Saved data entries
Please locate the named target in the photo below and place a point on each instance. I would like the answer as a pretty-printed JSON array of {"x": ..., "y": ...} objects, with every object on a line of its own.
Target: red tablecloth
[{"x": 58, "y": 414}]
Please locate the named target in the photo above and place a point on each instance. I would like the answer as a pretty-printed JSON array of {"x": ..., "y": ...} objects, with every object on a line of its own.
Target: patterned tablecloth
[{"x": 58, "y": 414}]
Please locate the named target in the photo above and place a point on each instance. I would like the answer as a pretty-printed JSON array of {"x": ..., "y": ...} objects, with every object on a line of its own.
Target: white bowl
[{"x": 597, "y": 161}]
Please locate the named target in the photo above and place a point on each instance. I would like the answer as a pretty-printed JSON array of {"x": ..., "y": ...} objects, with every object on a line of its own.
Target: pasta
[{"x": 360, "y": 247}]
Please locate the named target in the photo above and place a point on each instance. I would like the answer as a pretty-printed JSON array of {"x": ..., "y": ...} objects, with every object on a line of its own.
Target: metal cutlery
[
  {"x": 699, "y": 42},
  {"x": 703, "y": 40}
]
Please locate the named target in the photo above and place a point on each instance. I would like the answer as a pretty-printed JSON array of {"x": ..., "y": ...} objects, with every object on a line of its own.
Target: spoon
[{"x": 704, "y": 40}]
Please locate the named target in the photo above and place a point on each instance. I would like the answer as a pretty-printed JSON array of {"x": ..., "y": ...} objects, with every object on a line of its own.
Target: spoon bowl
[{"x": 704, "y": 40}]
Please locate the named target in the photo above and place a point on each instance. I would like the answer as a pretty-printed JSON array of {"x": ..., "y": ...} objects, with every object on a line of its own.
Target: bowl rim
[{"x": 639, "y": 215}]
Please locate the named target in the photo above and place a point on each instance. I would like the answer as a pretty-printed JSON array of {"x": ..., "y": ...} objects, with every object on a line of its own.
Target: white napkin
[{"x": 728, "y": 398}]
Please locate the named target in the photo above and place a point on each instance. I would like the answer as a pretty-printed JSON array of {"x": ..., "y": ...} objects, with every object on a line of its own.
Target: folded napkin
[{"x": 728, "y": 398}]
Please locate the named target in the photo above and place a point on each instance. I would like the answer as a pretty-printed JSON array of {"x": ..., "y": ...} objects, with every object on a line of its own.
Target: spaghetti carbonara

## What to do:
All of the records above should be transcribed exactly.

## Task response:
Please locate the named target in the photo below and place a point on each instance. I would like the answer as a pretty-printed JSON array of {"x": ..., "y": ...} objects, with every object on a line of its own.
Target: red tablecloth
[{"x": 58, "y": 414}]
Please locate the named target in the photo above and place a point on each instance. I would like the answer as a pretty-printed JSON array of {"x": ..., "y": ...} objects, with every object on a line of its own.
Target: patterned tablecloth
[{"x": 58, "y": 414}]
Please locate the named target in the photo above and place a point on each instance. I would like the answer as a pretty-printed JSON array of {"x": ..., "y": ...} objects, with every object on a line of its own.
Target: white bowl
[{"x": 597, "y": 161}]
Please locate the named target in the photo above and place a point on each instance. I would like the answer as a pretty-printed JSON array of {"x": ..., "y": ...} objects, with every object on a line of its own.
Target: pasta
[{"x": 360, "y": 247}]
Please locate the named target in the photo above and place a point on each instance. I would like the answer as a pretty-printed JSON array of {"x": ..., "y": ...} objects, with every object on a line of its own.
Target: metal cutlery
[
  {"x": 699, "y": 42},
  {"x": 703, "y": 40}
]
Please locate the named target in the photo above and place a point on each instance. I would like the answer as a pretty-printed JSON array of {"x": ..., "y": ...} objects, with every object on a line of its own.
Target: spoon
[{"x": 704, "y": 40}]
Please locate the named target in the photo above and place a point on each instance. I would like the answer as a pretty-printed JSON array of {"x": ..., "y": ...} objects, with every object on a line of its own.
Target: spoon bowl
[{"x": 704, "y": 40}]
Please locate the named target in the photo above and place a point on each instance. I would like the answer as a pretty-printed JSON array of {"x": ..., "y": ...} objects, with every object on a line of its own.
Target: bowl rim
[{"x": 639, "y": 215}]
Please locate the named target in the photo above and place a point on each instance. I would like the answer as a pretty-printed JSON array of {"x": ..., "y": ...} objects, with every object on a line of its own.
Target: white napkin
[{"x": 728, "y": 398}]
Please locate the named target in the photo above and place a point on each instance. I would like the answer as a pretty-printed JSON array of {"x": ..., "y": ...} objects, with every object on a line of its own.
Target: folded napkin
[{"x": 728, "y": 398}]
Please locate the named target in the photo above and place a point on each instance. I would like the answer as a pretty-printed JSON array of {"x": ..., "y": ...} objects, with every object on a line of its own.
Target: spaghetti carbonara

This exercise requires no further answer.